#### [EXCERPTED DATA]
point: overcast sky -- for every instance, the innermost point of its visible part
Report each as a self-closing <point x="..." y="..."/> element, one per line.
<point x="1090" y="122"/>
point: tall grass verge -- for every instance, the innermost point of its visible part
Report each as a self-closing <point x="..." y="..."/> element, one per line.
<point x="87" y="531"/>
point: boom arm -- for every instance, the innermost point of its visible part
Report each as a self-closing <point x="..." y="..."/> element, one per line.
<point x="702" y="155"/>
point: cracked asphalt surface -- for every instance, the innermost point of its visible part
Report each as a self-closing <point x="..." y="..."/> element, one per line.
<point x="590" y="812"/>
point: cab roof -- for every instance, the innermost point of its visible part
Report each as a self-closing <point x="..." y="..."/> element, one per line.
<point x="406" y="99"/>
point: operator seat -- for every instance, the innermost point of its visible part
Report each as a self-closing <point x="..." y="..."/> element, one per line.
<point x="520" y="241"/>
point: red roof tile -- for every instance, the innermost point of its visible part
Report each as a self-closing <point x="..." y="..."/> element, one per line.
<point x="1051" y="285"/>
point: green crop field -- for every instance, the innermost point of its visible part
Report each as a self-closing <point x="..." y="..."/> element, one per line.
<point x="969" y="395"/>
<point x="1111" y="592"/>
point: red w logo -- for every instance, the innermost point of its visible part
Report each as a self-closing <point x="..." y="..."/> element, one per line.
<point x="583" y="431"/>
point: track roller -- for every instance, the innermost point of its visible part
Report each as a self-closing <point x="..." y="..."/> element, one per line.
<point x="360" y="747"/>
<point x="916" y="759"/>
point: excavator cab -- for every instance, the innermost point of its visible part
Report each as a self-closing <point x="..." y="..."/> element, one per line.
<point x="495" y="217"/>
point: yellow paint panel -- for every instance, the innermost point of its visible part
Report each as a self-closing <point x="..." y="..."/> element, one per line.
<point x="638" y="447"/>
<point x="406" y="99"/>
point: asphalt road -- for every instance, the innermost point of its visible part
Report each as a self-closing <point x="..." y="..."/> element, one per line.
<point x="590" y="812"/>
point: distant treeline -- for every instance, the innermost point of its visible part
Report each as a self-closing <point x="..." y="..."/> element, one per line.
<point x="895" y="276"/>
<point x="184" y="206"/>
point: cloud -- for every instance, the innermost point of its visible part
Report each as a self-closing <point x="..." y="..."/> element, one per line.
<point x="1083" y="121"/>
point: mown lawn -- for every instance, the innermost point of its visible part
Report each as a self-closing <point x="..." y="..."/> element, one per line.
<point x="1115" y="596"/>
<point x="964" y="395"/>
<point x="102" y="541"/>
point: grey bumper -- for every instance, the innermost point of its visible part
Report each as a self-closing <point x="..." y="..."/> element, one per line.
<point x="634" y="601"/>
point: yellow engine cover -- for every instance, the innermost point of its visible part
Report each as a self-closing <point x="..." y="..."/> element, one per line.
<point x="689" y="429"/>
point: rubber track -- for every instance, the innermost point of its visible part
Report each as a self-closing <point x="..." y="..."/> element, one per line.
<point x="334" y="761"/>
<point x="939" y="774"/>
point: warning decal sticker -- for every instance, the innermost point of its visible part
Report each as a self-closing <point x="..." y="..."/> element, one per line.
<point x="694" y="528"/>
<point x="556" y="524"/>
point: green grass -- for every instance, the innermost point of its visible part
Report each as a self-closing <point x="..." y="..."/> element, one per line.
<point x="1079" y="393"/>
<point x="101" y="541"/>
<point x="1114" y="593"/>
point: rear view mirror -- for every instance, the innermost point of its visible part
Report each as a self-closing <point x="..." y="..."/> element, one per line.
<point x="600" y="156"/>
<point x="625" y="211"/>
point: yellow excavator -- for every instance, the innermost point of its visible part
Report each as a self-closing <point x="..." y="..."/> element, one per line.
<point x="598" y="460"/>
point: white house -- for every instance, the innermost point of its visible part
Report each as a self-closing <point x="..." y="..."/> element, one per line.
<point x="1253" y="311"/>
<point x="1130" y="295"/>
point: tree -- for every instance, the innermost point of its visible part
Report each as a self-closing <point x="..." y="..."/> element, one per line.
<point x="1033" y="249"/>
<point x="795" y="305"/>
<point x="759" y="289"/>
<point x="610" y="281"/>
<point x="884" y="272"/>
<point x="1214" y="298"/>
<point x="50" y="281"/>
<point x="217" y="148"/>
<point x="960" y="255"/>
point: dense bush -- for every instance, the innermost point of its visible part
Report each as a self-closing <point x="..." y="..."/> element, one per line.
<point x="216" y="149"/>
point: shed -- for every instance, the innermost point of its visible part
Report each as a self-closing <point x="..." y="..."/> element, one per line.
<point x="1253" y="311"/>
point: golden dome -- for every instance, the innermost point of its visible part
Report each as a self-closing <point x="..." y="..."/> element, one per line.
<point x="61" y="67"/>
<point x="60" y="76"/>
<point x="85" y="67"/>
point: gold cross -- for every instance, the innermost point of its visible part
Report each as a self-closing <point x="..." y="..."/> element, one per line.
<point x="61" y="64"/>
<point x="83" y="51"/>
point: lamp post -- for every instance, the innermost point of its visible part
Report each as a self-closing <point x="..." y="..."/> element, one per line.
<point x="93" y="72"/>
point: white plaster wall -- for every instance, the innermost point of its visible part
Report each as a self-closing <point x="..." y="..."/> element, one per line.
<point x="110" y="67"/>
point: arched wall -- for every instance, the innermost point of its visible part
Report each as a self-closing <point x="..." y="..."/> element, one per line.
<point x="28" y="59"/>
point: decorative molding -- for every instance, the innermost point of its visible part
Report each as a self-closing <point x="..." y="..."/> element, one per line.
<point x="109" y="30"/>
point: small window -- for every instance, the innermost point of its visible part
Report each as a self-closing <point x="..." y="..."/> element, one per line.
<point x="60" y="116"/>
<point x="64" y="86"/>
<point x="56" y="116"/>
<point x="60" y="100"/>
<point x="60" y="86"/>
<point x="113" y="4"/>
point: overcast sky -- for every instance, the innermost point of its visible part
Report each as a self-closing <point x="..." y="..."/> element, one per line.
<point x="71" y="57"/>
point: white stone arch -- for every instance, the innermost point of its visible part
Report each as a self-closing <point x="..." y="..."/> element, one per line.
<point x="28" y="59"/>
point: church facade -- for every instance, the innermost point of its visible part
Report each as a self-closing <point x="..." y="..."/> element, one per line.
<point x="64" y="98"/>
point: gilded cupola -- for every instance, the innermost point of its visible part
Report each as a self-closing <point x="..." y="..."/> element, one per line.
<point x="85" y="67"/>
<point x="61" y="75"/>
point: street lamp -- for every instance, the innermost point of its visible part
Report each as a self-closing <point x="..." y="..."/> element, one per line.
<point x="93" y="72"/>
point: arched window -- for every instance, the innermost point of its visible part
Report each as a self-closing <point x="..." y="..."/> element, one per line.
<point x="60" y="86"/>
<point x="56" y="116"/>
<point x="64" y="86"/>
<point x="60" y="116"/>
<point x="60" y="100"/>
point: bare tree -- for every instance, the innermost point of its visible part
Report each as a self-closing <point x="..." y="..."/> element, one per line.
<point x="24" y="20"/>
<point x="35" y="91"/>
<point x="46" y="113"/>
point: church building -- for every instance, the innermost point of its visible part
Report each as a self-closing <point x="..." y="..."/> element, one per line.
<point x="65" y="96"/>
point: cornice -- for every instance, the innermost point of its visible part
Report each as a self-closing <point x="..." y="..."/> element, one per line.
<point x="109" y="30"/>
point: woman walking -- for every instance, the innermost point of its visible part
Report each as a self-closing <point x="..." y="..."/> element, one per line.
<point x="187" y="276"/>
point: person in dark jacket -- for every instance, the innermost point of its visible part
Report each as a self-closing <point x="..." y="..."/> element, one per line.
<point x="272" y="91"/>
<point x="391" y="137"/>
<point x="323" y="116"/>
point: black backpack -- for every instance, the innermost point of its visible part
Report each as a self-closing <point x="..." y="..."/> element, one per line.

#### [EXERCISE]
Retype each record exactly, leaving nothing out.

#### [EXERCISE ANSWER]
point: overcast sky -- for every instance, the innermost point of its visible part
Report each as a self-closing <point x="..." y="..."/> element, one per line.
<point x="1090" y="122"/>
point: tall grass verge -- for every instance, the innermost point of its visible part
Report each as a self-closing <point x="..." y="..."/> element, one per line.
<point x="87" y="531"/>
point: boom arm -- for every instance, the innermost point of its visible part
Report each as a self-closing <point x="..." y="..."/> element, one per line.
<point x="702" y="155"/>
point: cracked asphalt surface -- for every instance, the innermost point of its visible part
Report each as a self-closing <point x="..." y="..."/> element, one per line.
<point x="590" y="812"/>
point: cab roof -- for every instance, the innermost point of its visible part
Report each as a self-closing <point x="..." y="..."/> element, one per line.
<point x="406" y="99"/>
point: operator seat -- for every instance, the innermost point of its visible part
Report each as a self-closing <point x="..." y="..."/> element, one per line.
<point x="520" y="241"/>
point: red roof tile -- for every instance, the innermost point of its visible part
Report each as a self-closing <point x="..." y="..."/> element, one per line.
<point x="1051" y="285"/>
point: green crop field -- for every instance, the innermost point of its visible part
Report each as a self-closing <point x="..." y="..."/> element, one per line.
<point x="969" y="395"/>
<point x="1111" y="592"/>
point: red w logo -- for every instance, the innermost point of its visible part
Report each as a self-closing <point x="..." y="..."/> element, one per line.
<point x="583" y="431"/>
point: track roller -- for every instance, the innermost point of its visible part
Report each as a self-closing <point x="..." y="..."/> element, one per line.
<point x="360" y="747"/>
<point x="916" y="759"/>
point: excavator cab -- for every instance, the innermost point of its visible part
Report each as a self-closing <point x="..." y="..."/> element, one per line.
<point x="495" y="217"/>
point: yellow paint panel -- for every instance, the innermost point of its visible part
Report each as a self-closing <point x="..." y="..."/> element, one per line.
<point x="638" y="447"/>
<point x="406" y="99"/>
point: asphalt road -- for every instance, the innermost point of its visible part
Report each as a self-closing <point x="..." y="..."/> element, one per line.
<point x="590" y="812"/>
point: distant treeline -- for every instance, the innermost point of its visible part
Report each as a self-closing <point x="..." y="..."/> element, one per line.
<point x="895" y="276"/>
<point x="184" y="206"/>
point: cloud -- for every instance, the innermost point of its visible part
Report each as a self-closing <point x="..." y="..."/> element, one per line.
<point x="1083" y="121"/>
point: mown lawn -- for every instance, the innermost point of its visible part
Report each as a self-closing <point x="..." y="..."/> element, one per line.
<point x="1115" y="596"/>
<point x="964" y="395"/>
<point x="102" y="541"/>
point: grey bumper -- for every instance, the innermost point of its visible part
Report each as a self-closing <point x="..." y="..."/> element, one per line.
<point x="634" y="601"/>
point: yellow engine cover -- for every instance, the innermost point of its visible part
Report each as a self-closing <point x="..." y="..."/> element, one per line.
<point x="689" y="429"/>
point: rubber track -- for every instance, the innermost point of its visible part
Report each as a self-closing <point x="..." y="..."/> element, one per line.
<point x="334" y="761"/>
<point x="939" y="774"/>
point: warning decal sticker -- for every instance, the innermost point of its visible part
Report each as a self-closing <point x="..." y="..."/> element, one per line.
<point x="694" y="528"/>
<point x="556" y="524"/>
point: green grass -- for every instance, the innermost point of its visible part
Report each as a self-closing <point x="..." y="..."/> element, one per line.
<point x="1079" y="393"/>
<point x="101" y="541"/>
<point x="1114" y="593"/>
point: rear view mirror -- for every instance, the innermost point of its visible part
Report each as a self-closing <point x="..." y="..."/> element, one per line.
<point x="600" y="156"/>
<point x="625" y="211"/>
point: yellow excavator -- for every instance, the innermost point of its visible part
Report each as a self-closing <point x="..." y="..."/> element, one per line.
<point x="598" y="460"/>
point: white house -- for every instance, the innermost point of its visible part
Report each as a self-closing <point x="..." y="..."/> element, one per line.
<point x="1253" y="311"/>
<point x="1130" y="295"/>
point: tree -- for every instance, the innermost point of its visible part
Report each as a self-closing <point x="..." y="..."/> element, one per line.
<point x="1033" y="249"/>
<point x="795" y="305"/>
<point x="759" y="289"/>
<point x="610" y="281"/>
<point x="884" y="272"/>
<point x="1214" y="298"/>
<point x="50" y="281"/>
<point x="217" y="148"/>
<point x="960" y="255"/>
point: dense bush -- for every instance, the innermost point of its visible part
Report each as a self-closing <point x="..." y="..."/> element, one per line.
<point x="216" y="149"/>
point: shed -- for every instance, the innermost point of its visible part
Report each as a self-closing <point x="..." y="..."/> element, one per line.
<point x="1253" y="311"/>
point: golden dome -- for every instance, the innermost point of its visible part
Report each as a self-closing <point x="..." y="..."/> element, one per line.
<point x="61" y="67"/>
<point x="60" y="76"/>
<point x="85" y="67"/>
point: gold cross -- for every instance, the innermost point of its visible part
Report each as a self-closing <point x="..." y="..."/> element, one per line.
<point x="61" y="64"/>
<point x="83" y="51"/>
point: lamp post -- for every instance, the innermost point of its visible part
Report each as a self-closing <point x="..." y="..."/> element, one per line.
<point x="93" y="72"/>
point: white plaster wall -- for every instance, the innermost point of its visible part
Report each as a self-closing <point x="..." y="..."/> element, one per line.
<point x="110" y="67"/>
point: arched wall -- for every instance, the innermost point of its visible part
Report each as a self-closing <point x="..." y="..."/> element, one per line.
<point x="28" y="59"/>
point: decorative molding -- for every instance, the innermost point of its visible part
Report each as a self-closing <point x="..." y="..."/> element, one per line.
<point x="109" y="30"/>
point: small window -- for every instance, the innermost point of its visible part
Report each as a self-closing <point x="..." y="..."/> element, one per line.
<point x="60" y="116"/>
<point x="64" y="86"/>
<point x="56" y="116"/>
<point x="60" y="100"/>
<point x="60" y="86"/>
<point x="113" y="4"/>
point: overcast sky -- for every instance, the innermost point of its visible part
Report each as a self-closing <point x="..." y="..."/> element, one per line.
<point x="71" y="57"/>
point: white stone arch -- for every instance, the innermost point of its visible part
Report each as a self-closing <point x="..." y="..."/> element, one per line.
<point x="28" y="59"/>
point: church facade -- for every instance, the innermost point of its visible part
Report each as a self-closing <point x="..." y="..."/> element, one per line.
<point x="64" y="98"/>
point: gilded cupola -- for every instance, the innermost point of its visible part
Report each as a self-closing <point x="..." y="..."/> element, one per line.
<point x="85" y="67"/>
<point x="61" y="75"/>
point: street lamp -- for every instance, the innermost point of its visible part
Report each as a self-closing <point x="..." y="..."/> element, one per line.
<point x="93" y="72"/>
point: arched window -- for every instance, the innermost point of its visible part
Report each as a self-closing <point x="..." y="..."/> element, one per line.
<point x="60" y="86"/>
<point x="56" y="116"/>
<point x="64" y="86"/>
<point x="60" y="116"/>
<point x="60" y="100"/>
point: bare tree -- for every instance, the innermost point of its visible part
Report each as a self-closing <point x="..." y="..."/> element, one per line.
<point x="24" y="20"/>
<point x="35" y="91"/>
<point x="46" y="113"/>
point: church building -- for every instance, the innermost point of its visible part
Report each as a self-closing <point x="..." y="..."/> element, one per line.
<point x="65" y="96"/>
point: cornice -- for every instance, the innermost point of its visible part
Report each as a self-closing <point x="..." y="..."/> element, one per line.
<point x="109" y="30"/>
point: woman walking -- for every instance, the innermost point of its visible part
Report each as a self-closing <point x="..." y="..."/> element, one per line.
<point x="187" y="276"/>
point: person in dark jacket -- for every instance, the innermost point of its visible part
Report each as a self-closing <point x="..." y="..."/> element, one per line.
<point x="272" y="91"/>
<point x="391" y="137"/>
<point x="323" y="116"/>
point: black backpack -- for every instance, the innermost point of its visible part
Report each as a self-closing <point x="..." y="..."/> element, one per line.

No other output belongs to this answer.